**Problem set**.
**1.** Rewrite the passage on electrostatic dust separators, starting at "Also previously disclosed" and ending at "form of pulses.", replacing "connection" with "application".
**2.** Write the next part of the passage on electrostatic dust separators, following on from its final sentence.

— start Reading passage —

Previously disclosed are electrostatic dust separators in which the voltage occurring between the electrodes of the dust separator is built up by supplying energy in the form of current pulses.
Also previously disclosed is the connection to the electrodes of the dust separator of a d.c. voltage on which is superimposed an a.c. voltage. The a.c. voltage in this case can have the form of pulses.
As an example of the prior art of the first mentioned kind reference may be made to the arrangement illustrated and described in English Patent Specification No. 728 061. Conditions have been created in this arrangement for the electrostatic separation of particles from a flow of gas passing over the electrodes by causing the voltage to vary within a range of frequencies of between 20 and 120 pulses per second, and by connecting between the pulses a positive potential of relatively small amplitude.
As an example of the prior art of the next mentioned kind reference may be made to the arrangement illustrated and described in Amer. U.S. Pat. No. 4,138,233. Presented here are various possibilities for the superimposition of pulses over a first level of d.c. voltage or for the connection of various a.c. voltages to said level of d.c. voltage, in this way attempting to render the dust separation more effective. What is shown here is that the d.c. voltage has superimposed on it square pulses, a complete sinusoidal oscillation, a half-wave rectified voltage or a periodically occurring complete sinusoidal oscillation. Reference is also made to the variation of the peak value, the pulse width and/or the periodicity.

— end Reading passage —
— start Given entries —

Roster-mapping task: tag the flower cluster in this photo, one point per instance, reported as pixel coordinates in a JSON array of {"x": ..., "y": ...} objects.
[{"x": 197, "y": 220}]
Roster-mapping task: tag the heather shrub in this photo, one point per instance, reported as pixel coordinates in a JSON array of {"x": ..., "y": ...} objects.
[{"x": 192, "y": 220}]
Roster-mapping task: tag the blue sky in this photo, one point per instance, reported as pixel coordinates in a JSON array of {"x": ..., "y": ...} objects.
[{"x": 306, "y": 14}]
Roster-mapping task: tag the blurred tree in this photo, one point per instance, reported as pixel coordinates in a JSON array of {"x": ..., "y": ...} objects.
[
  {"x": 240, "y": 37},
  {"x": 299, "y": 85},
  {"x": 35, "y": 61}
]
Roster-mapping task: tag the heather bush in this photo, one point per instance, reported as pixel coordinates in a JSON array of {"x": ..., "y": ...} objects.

— end Given entries —

**Expected responses**.
**1.**
Also previously disclosed is the application to the electrodes of the dust separator of a d.c. voltage on which is superimposed an a.c. voltage. The a.c. voltage in this case can have the form of pulses.

**2.**
Also previously disclosed is the superimposition on a d.c. voltage of individual pulses by utilizing an oscillating circuit, at the same time making use of control circuits to ensure that only one of the oscillating pulses will be supplied to the dust separator. The time between consecutive individual pulses is selected so as to be large, and returned energy from the dust separator is stored in a storage capacitor. As an example of the prior art in this respect reference may be made to an arrangement illustrated and described in U.S. Pat. No. 4,052,177.
Thus it may be established that a large number of proposals has already been disclosed relating to the variation of the voltage in a dust separator, and in respect of the energy supply via current pulses individual pulse lengths ranging from a few microseconds to tens of milliseconds have been proposed.
Also part of the prior art is the arrangement illustrated and described in English Patent Specification No. 684 226 in which the length of the period between two consecutive pulses is either `zero` or two pulses.
PAC Technical ProblemAgainst the background of what has previously been disclosed, it is clear that it must be a particularly challenging technical problem to create voltage conditions in the electrostatic dust separator and to select a variation in the supply of pulsed current such that a desired degree of cleaning will stand in a reasonable relationship to the cost of the control circuit and the other equipment which is to generate the necessary and appropriate variation in the voltage.
A particularly challenging technical problem is also encountered in conjunction with the creation of conditions such that a pre-determined degree of separation or degree of cleaning can be achieved, and such that the degree of cleaning can be regulated in a simple and efficient manner by the evaluation of easily accessible parameters.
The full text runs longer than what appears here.